Tasks to complete >>
1. From the arrow hierarchy post, retype everything from "class (Associative a) => Braided" down to "(semicartesian monoidal category)".
2. In the arrow hierarchy post, which class declares the methods inl, inr, codup and (|||)?

— start of Document section —

But often I can’t get away with this formulation. That’s frustrating, because I really like proc notation and the structural guarantees I can get from it. So I’d like to start a discussion about how we want to refactor the class hierarchy going forward, with an eye to increasing flexibility and preserving backward compatibility as much as possible, with a suitable deprecation plan—e.g. adding a language extension to desugar proc notation in terms of the new hierarchy.

I think a good starting point is the monoidal category formulation that @cgibbard brought up in the Constraint-Based Arrow Notation proposal (rephrased slightly):

assocL :: a (x, (y, z)) ((x, y), z)
assocR :: a ((x, y), z) (x, (y, z))
unitL :: a x ((), x)
unitR :: a x (x, ())
counitL :: a ((), x) x
counitR :: a (x, ()) x
swap :: a (x, y) (y, x)

I think if I were doing this today, I would start from the class hierarchy defined in http://hackage.haskell.org/package/categories-1.0.7 -- from Bifunctor (which gets us (***), first, and second), Associative/Monoidal/Braided/Symmetric (which give the isomorphisms I listed above), and then Cartesian (which gives (&&&) as well as projections and the diagonal).

In particular, figuring out how to divide that up into a hierarchy that’s within a surmountable distance from the current state of affairs. For example, without abstracting over the tensor product and sum types, and just using (,) (as above) and Either:

-- Parallel composition:
class Bifunctor{-ish-} a where
  (***) :: a x y -> a x' y' -> a (x, x') (y, y')
  first :: a x y -> a (x, z) (y, z)
  second :: a x y -> a (z, x) (z, y)

-- Sequential composition:
-- (category)
class Category a where
  id :: a x x
  (.) :: a y z -> a x y -> a x z

-- Shuffling of the “stack”:
-- (monoidal category)
class (Bifunctor a) => Associative a where
  assocL :: a ((x, y), z) (x, (y, z))
  assocR :: a (x, (y, z)) ((x, y), z)
class (Associative a) => Monoidal a where
  counitL :: a ((), x) x
  counitR :: a (x, ()) x
  unitL :: a x ((), x)
  unitR :: a x (x, ())

-- Exchange:
-- (symmetric/braided monoidal category)
class (Associative a) => Braided a where
  swap :: a (x, y) (y, x)
class (Braided a) => Symmetric a
  -- swap >>> swap = id

-- Weakening:
-- (semicartesian monoidal category)
class (Symmetric a, Monoidal a) => Semicartesian a where
  fst :: a (x, y) x
  snd :: a (x, y) y

-- Contraction:
-- (relevance monoidal category)
class (Symmetric a, Monoidal a) => Relevance a where
  dup :: a x (x, x)
  (&&&) :: a x y -> a x z -> a x (y, z)

class (Semicartesian a, Relevance a) => Cartesian a

-- Choice (cf. ArrowChoice):
-- (co-Cartesian monoidal category)
class (Monoidal a, Symmetric a) => CoCartesian a where
  inl :: a x (Either x y)
  inr :: a y (Either x y)
  codup :: a (Either x x) x
  (|||) :: a x z -> a y z -> a (Either x y) z

-- Higher-order arrows (cf. ArrowApply):
-- (Cartesian closed category)
class (Cartesian a) => CartesianClosed a where
  apply :: a (a x y, x) y
  curry :: a (x, y) z -> a x (a y z)
  uncurry :: a x (a y z) -> a (x, y) z

-- Knot-tying (cf. ArrowLoop):
-- (traced monoidal category)

— end of Document section —
— start of Data supplied —

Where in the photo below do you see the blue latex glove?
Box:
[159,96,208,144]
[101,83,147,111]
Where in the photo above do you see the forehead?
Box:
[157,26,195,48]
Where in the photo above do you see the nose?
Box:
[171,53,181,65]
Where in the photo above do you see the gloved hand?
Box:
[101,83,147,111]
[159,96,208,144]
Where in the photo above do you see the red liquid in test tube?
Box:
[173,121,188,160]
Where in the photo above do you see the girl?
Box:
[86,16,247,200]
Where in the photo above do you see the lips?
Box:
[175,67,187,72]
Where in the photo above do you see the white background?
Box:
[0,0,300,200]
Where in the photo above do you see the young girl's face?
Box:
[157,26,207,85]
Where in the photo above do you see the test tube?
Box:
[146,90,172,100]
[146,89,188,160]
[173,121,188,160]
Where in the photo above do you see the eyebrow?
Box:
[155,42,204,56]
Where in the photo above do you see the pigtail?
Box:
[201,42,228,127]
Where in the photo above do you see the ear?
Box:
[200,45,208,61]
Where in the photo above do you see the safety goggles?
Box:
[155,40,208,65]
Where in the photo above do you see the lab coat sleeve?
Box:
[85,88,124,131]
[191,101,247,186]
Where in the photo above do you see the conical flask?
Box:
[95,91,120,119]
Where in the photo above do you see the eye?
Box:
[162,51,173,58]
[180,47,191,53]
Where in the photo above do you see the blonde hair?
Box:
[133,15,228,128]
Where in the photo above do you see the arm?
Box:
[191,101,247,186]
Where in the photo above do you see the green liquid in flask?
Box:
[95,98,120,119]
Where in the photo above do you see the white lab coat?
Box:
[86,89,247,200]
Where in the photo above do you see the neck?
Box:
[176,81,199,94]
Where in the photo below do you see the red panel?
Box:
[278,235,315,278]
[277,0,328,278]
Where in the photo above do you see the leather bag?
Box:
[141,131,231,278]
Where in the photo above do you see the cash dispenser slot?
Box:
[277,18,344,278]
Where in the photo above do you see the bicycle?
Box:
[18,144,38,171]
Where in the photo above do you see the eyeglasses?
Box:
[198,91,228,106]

— end of Data supplied —

Responses in order >>
1.
class (Associative a) => Braided a where
  swap :: a (x, y) (y, x)
class (Braided a) => Symmetric a
  -- swap >>> swap = id

-- Weakening:
-- (semicartesian monoidal category)

2. CoCartesian